◆ INPUT FOR THIS TASK ◆
%%

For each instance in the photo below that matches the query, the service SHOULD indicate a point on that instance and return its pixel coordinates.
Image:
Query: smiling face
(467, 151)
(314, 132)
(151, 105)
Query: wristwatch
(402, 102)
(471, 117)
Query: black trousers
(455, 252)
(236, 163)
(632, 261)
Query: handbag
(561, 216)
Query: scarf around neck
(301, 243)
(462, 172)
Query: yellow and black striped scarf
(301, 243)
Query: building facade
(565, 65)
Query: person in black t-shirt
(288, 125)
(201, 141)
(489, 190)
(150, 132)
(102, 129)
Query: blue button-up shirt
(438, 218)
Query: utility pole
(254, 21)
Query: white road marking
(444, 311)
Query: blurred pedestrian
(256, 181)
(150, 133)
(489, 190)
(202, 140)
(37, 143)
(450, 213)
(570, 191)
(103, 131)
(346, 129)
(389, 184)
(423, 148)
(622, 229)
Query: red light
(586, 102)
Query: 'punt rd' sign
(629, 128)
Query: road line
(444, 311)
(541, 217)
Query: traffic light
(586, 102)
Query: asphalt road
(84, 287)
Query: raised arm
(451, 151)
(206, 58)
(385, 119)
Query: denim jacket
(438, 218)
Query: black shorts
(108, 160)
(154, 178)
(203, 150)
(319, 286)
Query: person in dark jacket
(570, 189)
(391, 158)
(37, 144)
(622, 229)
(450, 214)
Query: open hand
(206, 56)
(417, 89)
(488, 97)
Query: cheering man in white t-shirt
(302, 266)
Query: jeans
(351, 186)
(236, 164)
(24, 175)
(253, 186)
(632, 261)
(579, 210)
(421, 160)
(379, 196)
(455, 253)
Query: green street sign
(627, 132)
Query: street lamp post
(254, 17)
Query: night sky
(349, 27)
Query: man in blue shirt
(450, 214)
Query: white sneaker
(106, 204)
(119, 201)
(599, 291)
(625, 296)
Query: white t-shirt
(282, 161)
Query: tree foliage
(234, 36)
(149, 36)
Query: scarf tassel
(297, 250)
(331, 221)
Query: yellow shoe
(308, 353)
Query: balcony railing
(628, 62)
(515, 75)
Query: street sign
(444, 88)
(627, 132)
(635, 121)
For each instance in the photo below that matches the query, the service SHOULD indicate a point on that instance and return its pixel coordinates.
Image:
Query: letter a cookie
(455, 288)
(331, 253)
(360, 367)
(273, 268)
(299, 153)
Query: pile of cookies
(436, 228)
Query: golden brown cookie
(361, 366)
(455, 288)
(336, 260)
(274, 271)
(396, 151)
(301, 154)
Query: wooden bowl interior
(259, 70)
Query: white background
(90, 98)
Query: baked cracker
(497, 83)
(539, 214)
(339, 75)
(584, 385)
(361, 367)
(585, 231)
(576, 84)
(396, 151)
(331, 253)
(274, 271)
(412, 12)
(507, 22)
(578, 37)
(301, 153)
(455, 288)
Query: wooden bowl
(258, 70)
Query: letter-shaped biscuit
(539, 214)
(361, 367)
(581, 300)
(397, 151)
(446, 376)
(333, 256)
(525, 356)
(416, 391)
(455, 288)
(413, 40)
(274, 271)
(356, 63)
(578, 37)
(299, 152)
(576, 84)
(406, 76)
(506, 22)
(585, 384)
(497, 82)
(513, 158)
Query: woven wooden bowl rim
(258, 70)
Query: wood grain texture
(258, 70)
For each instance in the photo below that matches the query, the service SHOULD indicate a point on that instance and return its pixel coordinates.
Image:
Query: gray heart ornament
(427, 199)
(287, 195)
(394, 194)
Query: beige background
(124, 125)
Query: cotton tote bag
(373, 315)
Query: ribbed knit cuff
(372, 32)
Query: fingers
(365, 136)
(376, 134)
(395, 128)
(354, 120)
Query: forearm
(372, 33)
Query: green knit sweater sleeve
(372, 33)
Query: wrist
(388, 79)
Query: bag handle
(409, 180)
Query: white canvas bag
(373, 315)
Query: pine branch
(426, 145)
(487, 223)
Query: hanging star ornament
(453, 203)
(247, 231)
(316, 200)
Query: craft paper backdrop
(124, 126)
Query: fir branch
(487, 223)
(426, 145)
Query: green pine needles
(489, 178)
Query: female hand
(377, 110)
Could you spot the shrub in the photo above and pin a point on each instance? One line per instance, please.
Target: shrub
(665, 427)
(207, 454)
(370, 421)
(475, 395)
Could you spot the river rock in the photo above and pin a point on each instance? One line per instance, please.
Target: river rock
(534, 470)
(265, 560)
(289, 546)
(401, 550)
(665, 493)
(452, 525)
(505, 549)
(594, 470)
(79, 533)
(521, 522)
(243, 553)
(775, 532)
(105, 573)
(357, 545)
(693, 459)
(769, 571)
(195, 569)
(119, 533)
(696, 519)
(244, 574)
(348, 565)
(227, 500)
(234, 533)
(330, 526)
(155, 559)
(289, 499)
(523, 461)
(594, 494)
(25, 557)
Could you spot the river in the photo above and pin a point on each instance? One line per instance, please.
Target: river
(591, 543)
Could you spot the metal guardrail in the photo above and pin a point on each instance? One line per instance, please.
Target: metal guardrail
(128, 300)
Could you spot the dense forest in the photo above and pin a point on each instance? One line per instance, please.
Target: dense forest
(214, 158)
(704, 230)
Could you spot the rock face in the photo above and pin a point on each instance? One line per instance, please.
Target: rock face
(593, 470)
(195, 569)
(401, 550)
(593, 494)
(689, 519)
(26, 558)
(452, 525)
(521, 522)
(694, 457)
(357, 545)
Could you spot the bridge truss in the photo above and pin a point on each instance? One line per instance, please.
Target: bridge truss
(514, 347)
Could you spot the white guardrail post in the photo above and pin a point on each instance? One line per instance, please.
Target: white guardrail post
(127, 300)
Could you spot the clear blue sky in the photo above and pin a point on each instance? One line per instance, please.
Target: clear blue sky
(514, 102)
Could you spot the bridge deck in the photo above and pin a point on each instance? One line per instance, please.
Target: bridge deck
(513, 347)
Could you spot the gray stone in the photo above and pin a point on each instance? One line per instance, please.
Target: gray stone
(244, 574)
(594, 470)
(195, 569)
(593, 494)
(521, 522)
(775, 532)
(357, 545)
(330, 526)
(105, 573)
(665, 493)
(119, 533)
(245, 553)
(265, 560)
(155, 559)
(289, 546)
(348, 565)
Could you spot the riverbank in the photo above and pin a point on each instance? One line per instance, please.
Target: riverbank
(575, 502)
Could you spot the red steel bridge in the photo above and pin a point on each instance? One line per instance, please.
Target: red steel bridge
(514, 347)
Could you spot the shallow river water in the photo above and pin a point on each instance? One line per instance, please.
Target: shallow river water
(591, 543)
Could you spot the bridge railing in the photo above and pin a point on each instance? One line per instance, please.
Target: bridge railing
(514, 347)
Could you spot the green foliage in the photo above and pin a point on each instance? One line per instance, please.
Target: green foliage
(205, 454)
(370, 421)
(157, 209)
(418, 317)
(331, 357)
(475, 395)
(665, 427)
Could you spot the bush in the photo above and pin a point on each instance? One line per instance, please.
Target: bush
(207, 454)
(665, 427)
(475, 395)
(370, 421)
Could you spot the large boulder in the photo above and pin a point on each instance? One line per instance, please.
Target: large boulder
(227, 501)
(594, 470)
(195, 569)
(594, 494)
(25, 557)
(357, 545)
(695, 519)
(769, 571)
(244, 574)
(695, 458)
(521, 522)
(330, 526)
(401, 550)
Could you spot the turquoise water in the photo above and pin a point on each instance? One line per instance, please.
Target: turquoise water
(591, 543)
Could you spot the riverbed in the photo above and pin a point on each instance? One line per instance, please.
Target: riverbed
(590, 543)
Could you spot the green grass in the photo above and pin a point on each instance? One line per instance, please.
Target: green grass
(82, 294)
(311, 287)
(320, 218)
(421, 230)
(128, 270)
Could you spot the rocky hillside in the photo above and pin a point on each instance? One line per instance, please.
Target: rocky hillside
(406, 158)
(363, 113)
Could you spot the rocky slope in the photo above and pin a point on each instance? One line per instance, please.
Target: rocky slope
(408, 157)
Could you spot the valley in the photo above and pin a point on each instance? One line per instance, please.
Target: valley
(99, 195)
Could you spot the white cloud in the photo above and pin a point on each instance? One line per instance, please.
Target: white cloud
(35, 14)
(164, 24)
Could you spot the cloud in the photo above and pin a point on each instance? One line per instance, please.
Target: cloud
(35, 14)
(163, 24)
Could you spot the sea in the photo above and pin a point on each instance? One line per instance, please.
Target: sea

%%

◆ WHAT THIS TASK INVOLVES ◆
Quote the data above from the line containing "Target: red steel bridge" to the line containing "Could you spot the bush", inclusive, and stop.

◆ WRITTEN RESPONSE ◆
Target: red steel bridge
(514, 347)
Could you spot the shallow river water in the photo above and pin a point on each instance? One line per instance, please.
Target: shallow river water
(591, 543)
Could you spot the bridge railing in the photo above and pin a point on each instance? One line per instance, please.
Target: bridge railing
(514, 347)
Could you spot the green foliage in the photo above and pin a point on each instance? One line per instance, please.
Target: green foliage
(205, 454)
(370, 421)
(157, 209)
(418, 317)
(331, 357)
(475, 395)
(665, 427)
Could you spot the bush in the photo above and pin a point on each instance? One line per instance, please.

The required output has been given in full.